▶ What you have to do: Convert the records into a two-column CSV with the header text,answer, starting at the line that has "dark background, where" and stopping after the line that has "(551, 1304)". Give one row per record, with its text and its answer each in a single quoted field and line breaks turned into spaces.

## start Data shown

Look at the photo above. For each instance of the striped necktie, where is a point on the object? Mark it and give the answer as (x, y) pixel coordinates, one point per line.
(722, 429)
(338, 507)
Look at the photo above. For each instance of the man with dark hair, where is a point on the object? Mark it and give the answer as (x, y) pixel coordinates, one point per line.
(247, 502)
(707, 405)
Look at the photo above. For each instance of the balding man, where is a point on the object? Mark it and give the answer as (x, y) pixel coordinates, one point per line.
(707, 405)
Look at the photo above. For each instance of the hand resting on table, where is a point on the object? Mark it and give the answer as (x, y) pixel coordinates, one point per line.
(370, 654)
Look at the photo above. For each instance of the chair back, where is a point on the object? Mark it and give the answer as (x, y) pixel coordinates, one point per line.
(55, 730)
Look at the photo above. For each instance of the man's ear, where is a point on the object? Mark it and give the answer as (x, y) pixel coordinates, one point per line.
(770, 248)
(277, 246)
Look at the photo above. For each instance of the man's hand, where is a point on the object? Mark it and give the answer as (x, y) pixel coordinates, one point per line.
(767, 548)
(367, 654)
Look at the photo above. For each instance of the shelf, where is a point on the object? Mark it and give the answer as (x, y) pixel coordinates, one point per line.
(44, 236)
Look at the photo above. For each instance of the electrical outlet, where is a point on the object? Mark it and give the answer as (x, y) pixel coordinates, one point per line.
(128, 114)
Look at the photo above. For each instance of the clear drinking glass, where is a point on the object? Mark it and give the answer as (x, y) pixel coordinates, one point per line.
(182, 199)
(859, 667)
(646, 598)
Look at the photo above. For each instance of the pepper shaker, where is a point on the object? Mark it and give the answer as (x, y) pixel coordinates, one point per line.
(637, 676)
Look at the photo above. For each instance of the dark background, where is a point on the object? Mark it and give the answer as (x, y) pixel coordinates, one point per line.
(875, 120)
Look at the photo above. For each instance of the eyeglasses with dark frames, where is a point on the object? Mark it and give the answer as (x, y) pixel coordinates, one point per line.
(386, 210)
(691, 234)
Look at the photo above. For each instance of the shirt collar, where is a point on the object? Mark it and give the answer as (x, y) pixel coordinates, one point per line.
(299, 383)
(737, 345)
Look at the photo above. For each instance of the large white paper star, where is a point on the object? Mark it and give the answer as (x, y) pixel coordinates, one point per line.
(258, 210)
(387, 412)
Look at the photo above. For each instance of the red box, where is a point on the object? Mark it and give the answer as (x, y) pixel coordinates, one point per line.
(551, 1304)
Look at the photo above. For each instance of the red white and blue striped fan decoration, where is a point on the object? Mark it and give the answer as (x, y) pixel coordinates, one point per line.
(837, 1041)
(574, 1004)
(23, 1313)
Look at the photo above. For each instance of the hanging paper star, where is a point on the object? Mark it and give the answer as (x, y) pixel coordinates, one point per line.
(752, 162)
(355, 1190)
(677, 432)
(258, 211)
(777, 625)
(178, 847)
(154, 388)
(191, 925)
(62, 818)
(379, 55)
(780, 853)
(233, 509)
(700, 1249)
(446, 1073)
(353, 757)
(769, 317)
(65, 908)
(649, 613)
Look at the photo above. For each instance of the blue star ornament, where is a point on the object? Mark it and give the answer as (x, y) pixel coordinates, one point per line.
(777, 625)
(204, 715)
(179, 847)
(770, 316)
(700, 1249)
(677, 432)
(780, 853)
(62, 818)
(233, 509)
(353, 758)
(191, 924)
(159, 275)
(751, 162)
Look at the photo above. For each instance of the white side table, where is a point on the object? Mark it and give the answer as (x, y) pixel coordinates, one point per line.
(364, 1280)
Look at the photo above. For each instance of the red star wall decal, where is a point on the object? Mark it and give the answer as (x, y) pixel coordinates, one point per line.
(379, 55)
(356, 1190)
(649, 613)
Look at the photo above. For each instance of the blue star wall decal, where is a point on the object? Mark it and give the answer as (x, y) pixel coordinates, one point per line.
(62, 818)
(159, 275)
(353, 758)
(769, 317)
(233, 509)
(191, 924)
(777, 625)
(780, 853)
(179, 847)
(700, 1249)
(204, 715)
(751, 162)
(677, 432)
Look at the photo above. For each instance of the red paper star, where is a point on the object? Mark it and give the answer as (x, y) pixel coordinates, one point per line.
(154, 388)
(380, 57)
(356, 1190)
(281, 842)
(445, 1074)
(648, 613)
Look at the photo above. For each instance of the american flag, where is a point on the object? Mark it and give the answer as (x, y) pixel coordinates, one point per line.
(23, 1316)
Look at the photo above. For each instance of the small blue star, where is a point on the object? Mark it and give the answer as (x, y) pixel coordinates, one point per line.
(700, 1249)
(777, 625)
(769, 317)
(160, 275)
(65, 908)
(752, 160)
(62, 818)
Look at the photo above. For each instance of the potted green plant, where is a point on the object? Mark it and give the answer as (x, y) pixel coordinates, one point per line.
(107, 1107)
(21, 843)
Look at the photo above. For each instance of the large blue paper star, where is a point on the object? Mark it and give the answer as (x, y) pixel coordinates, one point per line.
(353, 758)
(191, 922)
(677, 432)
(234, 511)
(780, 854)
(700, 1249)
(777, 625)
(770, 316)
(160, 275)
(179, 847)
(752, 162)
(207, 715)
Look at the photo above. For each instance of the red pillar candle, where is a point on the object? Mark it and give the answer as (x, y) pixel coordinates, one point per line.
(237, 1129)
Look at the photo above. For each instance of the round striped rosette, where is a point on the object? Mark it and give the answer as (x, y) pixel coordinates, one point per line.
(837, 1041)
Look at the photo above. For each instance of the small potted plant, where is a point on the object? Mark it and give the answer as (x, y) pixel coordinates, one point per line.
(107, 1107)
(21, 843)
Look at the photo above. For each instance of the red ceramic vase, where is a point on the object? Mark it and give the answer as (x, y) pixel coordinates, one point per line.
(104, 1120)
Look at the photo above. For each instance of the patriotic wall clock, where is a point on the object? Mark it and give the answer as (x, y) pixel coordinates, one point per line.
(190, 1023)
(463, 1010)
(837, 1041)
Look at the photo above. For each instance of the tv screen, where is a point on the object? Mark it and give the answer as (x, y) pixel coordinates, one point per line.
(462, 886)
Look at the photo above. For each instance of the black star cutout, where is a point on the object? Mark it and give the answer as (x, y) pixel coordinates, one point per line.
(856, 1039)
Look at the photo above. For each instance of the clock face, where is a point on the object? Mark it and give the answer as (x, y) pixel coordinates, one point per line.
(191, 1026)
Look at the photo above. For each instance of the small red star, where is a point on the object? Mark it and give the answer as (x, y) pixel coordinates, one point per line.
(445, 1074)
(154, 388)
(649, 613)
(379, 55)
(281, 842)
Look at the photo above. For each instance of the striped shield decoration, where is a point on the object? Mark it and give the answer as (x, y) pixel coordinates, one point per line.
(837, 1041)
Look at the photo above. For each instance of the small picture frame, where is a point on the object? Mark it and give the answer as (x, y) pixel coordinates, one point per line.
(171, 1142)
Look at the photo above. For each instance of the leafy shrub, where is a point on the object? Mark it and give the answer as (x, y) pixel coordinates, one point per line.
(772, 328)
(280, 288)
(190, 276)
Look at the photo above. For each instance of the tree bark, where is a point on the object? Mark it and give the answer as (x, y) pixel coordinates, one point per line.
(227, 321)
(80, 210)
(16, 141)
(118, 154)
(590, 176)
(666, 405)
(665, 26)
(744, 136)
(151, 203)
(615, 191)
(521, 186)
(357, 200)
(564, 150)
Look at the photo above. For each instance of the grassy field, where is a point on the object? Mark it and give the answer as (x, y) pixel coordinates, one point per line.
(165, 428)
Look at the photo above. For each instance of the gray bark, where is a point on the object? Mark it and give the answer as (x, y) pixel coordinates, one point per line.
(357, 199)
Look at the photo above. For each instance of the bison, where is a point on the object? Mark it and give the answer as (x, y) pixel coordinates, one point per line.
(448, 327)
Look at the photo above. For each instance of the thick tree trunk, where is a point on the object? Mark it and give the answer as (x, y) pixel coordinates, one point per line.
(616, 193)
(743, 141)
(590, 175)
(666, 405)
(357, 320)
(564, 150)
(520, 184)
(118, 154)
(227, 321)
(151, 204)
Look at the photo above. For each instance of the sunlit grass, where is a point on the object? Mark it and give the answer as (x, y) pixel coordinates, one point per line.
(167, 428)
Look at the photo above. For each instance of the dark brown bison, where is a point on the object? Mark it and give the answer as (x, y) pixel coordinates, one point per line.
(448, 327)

## end Data shown

▶ Result of this exercise:
text,answer
"Look at the photo above. For each instance of the dark background, where is a point on the object? Mark it and give the answer as (x, y) pixel coordinates, one point per line.","(875, 120)"
"Look at the photo above. For each instance of the eyeglasses with dark frames, where is a point on the object? Mark it and give the answer as (x, y) pixel coordinates, one point per line.","(386, 210) (691, 234)"
"Look at the photo above. For each instance of the shirt collar, where is a point on the object? Mark it and give the answer as (x, y) pixel coordinates, one point per line.","(299, 383) (737, 345)"
"Look at the photo above. For each instance of the large white paper star, where is a point on the object? Mark it and give the answer as (x, y) pixel coordinates, one point per line.","(258, 210) (387, 412)"
"Look at the photo above. For each instance of the red box, where is a point on the object? Mark it and give the answer as (x, y) pixel coordinates, one point per line.","(551, 1304)"